== SUPPLIED TEXT ==

Blue LEDs are not off the hook
Just because blue-light filtering is complete hokum doesn't mean we should just accept blue lights. The quack theory behind blue-light filtering was that blue light was one of the visible light wavelengths that our eyes are most sensitive too. While this is true, our eyes are actually most sensitive to green and yellow lights. Conversely, our eyes are least sensitive to red light, which is why red light is preferred for dark spaces and being outside at night, because it disrupts our vision the least. This is why the green and yellow lights on a stoplight appears brighter than the red one, even though they have the same wattage powering them and are putting out the same lumen (brightness) value.
The wavelength is why a tiny blue light seems so annoyingly bright in a dark room. Blue light can be disruptive to your getting to sleep, but it's not the screen you were looking at during the day that's to blame. I am personally pretty annoyed by how many charging devices have bright blue LEDs in them. Blue does denote cool and modern versus the staid yellows and oranges that were commonplace on older electronics like VCRs, but blue is also just annoying.
Please stop putting annoyingly bright blue LEDs in every electronic gadget.
Stop it now.
Much to my chagrin, I have put black electrical tape over blue lights on numerous chargers, power strips, routers, and even two fans in my house. I do not need a light to verify that the thing is working — I'll plug it in to see. And if you insist on a light, make it a nice soothing orange or something. It's somewhat an aesthetics thing, but also just an irritation about how bright they appear to my sensitive human eyes. Especially in the dark.
Conversely, I'm okay with the switch from yellow sodium-vapor street lights to LEDs with a more white light. The yellow was perhaps more soothing, but the last thing I need when driving my car at night is to be getting more and more relaxed. The old sodium lights emit a light that's in a narrow wavelength range, which means that human color vision starts to become less effective, whereas the full-spectrum LEDs provide lighting for all colors. The LEDs are also far less expensive to run and maintain, and that's good for government budgets. If it's the light's annoying to you because it spills into your bedroom when you're trying to sleep, I recommend blackout curtains or a sleep mask. In my bedroom I installed Ikea's Tredansen smart blackout cellular blinds so I don't have to think about managing the light in my bedroom and I like it dark when I sleep.

===
== INFORMATION GIVEN ==

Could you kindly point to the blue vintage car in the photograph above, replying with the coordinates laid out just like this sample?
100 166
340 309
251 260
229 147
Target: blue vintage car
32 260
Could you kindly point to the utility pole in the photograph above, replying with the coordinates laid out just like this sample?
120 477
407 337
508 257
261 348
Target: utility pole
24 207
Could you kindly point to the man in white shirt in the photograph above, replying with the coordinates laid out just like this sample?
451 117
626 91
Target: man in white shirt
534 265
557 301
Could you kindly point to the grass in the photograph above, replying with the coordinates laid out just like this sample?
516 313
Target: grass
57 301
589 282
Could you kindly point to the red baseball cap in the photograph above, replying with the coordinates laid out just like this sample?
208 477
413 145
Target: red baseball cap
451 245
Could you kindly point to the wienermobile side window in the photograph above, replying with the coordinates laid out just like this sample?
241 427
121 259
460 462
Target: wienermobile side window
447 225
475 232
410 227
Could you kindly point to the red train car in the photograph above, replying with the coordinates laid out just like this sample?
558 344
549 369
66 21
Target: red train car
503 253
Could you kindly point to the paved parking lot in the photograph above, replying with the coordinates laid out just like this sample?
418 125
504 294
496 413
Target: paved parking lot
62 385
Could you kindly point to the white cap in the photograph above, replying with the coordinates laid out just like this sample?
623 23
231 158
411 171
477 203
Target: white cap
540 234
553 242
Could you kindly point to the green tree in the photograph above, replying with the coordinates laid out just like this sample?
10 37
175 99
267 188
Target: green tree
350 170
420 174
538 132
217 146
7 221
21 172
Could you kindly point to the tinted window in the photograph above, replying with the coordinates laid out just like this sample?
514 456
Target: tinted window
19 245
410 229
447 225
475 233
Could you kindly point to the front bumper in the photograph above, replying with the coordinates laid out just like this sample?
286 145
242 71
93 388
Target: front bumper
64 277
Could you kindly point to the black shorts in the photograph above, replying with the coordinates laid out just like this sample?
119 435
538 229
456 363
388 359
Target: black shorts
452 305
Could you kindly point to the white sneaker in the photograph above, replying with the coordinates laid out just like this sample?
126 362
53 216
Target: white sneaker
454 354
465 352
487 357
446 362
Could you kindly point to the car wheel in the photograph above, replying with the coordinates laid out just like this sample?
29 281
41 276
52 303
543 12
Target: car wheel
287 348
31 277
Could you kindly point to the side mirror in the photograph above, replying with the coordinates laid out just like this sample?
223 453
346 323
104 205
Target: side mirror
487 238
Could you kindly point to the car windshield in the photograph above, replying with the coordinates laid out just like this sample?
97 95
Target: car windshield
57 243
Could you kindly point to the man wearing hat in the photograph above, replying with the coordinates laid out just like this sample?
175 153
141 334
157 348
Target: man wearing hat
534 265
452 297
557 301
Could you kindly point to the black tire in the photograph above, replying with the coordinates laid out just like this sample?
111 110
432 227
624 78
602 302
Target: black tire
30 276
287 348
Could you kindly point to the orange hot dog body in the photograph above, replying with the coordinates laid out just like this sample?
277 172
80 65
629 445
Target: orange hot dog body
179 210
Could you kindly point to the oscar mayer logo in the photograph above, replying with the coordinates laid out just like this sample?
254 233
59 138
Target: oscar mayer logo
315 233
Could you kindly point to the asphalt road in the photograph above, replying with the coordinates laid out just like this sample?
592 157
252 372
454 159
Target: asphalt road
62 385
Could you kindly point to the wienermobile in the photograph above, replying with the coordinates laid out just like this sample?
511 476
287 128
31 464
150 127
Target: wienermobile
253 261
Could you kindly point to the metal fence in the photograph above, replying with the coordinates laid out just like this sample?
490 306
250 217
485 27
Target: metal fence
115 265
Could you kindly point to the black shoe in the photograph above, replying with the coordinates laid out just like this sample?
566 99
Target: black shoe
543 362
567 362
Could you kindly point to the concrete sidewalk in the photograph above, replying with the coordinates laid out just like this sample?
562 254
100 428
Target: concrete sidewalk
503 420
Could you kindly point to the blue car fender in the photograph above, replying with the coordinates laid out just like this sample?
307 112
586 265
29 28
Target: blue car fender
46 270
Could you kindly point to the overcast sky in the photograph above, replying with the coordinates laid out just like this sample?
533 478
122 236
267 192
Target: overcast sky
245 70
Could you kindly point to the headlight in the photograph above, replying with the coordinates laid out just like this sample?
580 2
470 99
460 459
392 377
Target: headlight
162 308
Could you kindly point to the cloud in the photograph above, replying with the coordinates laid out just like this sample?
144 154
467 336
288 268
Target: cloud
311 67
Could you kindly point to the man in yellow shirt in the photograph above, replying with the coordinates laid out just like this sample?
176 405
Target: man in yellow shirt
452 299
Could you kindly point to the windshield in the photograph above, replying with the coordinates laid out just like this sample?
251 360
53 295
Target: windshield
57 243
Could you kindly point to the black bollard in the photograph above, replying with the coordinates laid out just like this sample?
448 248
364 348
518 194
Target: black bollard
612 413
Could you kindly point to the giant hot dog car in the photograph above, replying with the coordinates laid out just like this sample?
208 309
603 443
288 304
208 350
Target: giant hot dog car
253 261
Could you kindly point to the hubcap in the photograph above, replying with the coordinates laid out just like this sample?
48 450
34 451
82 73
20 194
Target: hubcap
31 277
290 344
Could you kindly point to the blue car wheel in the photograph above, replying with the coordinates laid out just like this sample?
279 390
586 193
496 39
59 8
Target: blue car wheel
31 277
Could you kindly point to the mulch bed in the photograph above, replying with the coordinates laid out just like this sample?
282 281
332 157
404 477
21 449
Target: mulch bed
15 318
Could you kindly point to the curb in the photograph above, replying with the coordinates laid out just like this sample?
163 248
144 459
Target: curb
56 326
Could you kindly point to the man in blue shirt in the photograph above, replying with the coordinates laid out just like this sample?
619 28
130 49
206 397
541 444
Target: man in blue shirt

===

__WORK ORDER 1__: Name every kind of item on which the writer of the blue LEDs text has put black electrical tape over blue lights.
__WORK ORDER 2__: Write out the blue LEDs text starting with "Much to my chagrin, I" and going on through "in the dark.".

__TASK SOLUTION 1__: Chargers, power strips, routers, and fans (two of them).

__TASK SOLUTION 2__:
Much to my chagrin, I have put black electrical tape over blue lights on numerous chargers, power strips, routers, and even two fans in my house. I do not need a light to verify that the thing is working — I'll plug it in to see. And if you insist on a light, make it a nice soothing orange or something. It's somewhat an aesthetics thing, but also just an irritation about how bright they appear to my sensitive human eyes. Especially in the dark.